The best I know to do, is to use the View surrounding documents button in Logstash, and limit surrounding documents to the same logsource host.

What I'm seeing consistently is that the Kubernetes pods are encountering this within the first minute of booting up. This makes logical sense since the data is stored indefinitely in php-apcu once it is succesfully loaded and allowed to be used in a stale way as long as needed. The EtcdConfig class treats cache data as fresh for 10s and after that it lets the first request get a lock to renew the data, and uses the cached data until new data is available, waiting either for that request to succeed or to let another request try it after it times out after 2s.

For example:

timestampNov 1, 2023 @ 20:17:18.458
hostmw-api-ext.codfw.main-78dc85dd44-f5zvw
typemediawiki
caught_byphp-wmerrors
messageUncaught MediaWiki\Config\ConfigException: Failed to load configuration from etcd: lost lock in /srv/mediawiki/php-1.42.0-wmf.2/includes/config/EtcdConfig.php:231

The "View surrounding documents" button, and then pressing the positive filter for the host name, yields a warning saying that only 7 earlier documents exist in the Logstash index. This is without any type or channel filter, meaning it would include any messages from syslog/php-fpm, but there is nothing earlier.

Tasks to complete
1/ According to the post about the etcd lock error, why does it make logical sense that the Kubernetes pods hit the error within their first minute of booting? Answer in one to three sentences.
2/ Continue the post about the etcd lock error with a few more sentences, starting after its final sentence.
The entries that come next are separate material and are unrelated to the post about the etcd lock error.

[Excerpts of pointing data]
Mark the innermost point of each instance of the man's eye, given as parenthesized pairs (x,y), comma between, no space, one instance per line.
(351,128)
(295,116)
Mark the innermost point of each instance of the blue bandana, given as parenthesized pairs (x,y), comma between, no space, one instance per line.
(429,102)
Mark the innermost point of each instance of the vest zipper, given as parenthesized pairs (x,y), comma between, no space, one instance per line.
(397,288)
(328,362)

--

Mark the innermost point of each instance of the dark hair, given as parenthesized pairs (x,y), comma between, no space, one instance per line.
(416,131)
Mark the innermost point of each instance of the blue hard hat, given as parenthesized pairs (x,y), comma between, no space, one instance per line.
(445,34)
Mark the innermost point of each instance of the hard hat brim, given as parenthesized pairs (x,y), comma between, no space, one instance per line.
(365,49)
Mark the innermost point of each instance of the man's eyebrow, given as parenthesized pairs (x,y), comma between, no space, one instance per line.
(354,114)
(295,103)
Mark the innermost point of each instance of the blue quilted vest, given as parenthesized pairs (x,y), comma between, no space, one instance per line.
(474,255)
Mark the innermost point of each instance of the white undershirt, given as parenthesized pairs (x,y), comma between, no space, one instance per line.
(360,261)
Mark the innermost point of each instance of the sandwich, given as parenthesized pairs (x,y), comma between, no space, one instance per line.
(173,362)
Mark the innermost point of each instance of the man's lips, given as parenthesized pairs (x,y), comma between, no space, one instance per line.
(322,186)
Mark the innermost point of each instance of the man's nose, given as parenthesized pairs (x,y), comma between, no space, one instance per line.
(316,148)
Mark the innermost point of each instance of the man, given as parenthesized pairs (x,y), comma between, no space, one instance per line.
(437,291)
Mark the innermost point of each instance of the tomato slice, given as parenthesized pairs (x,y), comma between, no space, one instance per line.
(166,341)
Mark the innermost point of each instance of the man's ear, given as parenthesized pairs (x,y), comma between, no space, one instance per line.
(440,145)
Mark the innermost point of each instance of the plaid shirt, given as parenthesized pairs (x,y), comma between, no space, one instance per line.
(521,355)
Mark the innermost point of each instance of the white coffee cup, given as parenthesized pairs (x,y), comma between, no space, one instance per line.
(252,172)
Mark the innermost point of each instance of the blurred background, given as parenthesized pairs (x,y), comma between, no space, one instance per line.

Results for the exercise
1/ Once the data is successfully loaded, it stays in php-apcu indefinitely and may be used in a stale way for as long as needed. That makes the period right after boot, before any data has been loaded, the time when the failure shows up.

2/
Querying the same from the Discover page, shows the same, there exist only 7 earlier messages:

Screenshot 2023-11-02 at 22.39.29.png (679×996 px, 78 KB) Screenshot 2023-11-02 at 22.39.40.png (1×2 px, 625 KB)

The 1 selected message and 7 earlier messages are all the same uncaught exception. So where's what I think is happening:

TimeEvent
?K8s pod boots up.
?MW request 1 starts, tries cache (empty), acquires lock (expires after 9s if not released), starts Etcd fetch (HTTP connect timeout: 2s, HTTP req timeout: 2s). The etcd fetch takes over 2 seconds to complete, but does eventually succeed.
?MW request 2 starts, tries cache (empty), loses lock, enters a poll loop for upto 2 seconds with brief sleeps in between.
Nov 1, 2023 @ 20:17:16.139MW request 2 fails with HTTP 500, after 2 seconds of waiting, got Uncaught MediaWiki\Config\ConfigException: Failed to load configuration from etcd: lost lock.
Nov 1, 2023 @ 20:17:16.426MW request 3 fails, idem.
Nov 1, 2023 @ 20:17:16.448MW request 4 fails, idem.
Nov 1, 2023 @ 20:17:17.181MW request 5 fails, idem.
Nov 1, 2023 @ 20:17:17.704MW request 6 fails, idem.
Nov 1, 2023 @ 20:17:18.050MW request 7 fails, idem.
Nov 1, 2023 @ 20:17:18.338MW request 8 fails, idem.
Nov 1, 2023 @ 20:17:18.458MW request 9 fails, idem.
Nov 1, 2023 @ 20:17:18.859MW request 10, second successful request. It either saw cache data on the first try if it started after MW req 1 ended, or maybe it also entered a poll loop for a short time and then saw the cache data appear.

MW request 2-9 represent the 8 uncaught exceptions in the logs.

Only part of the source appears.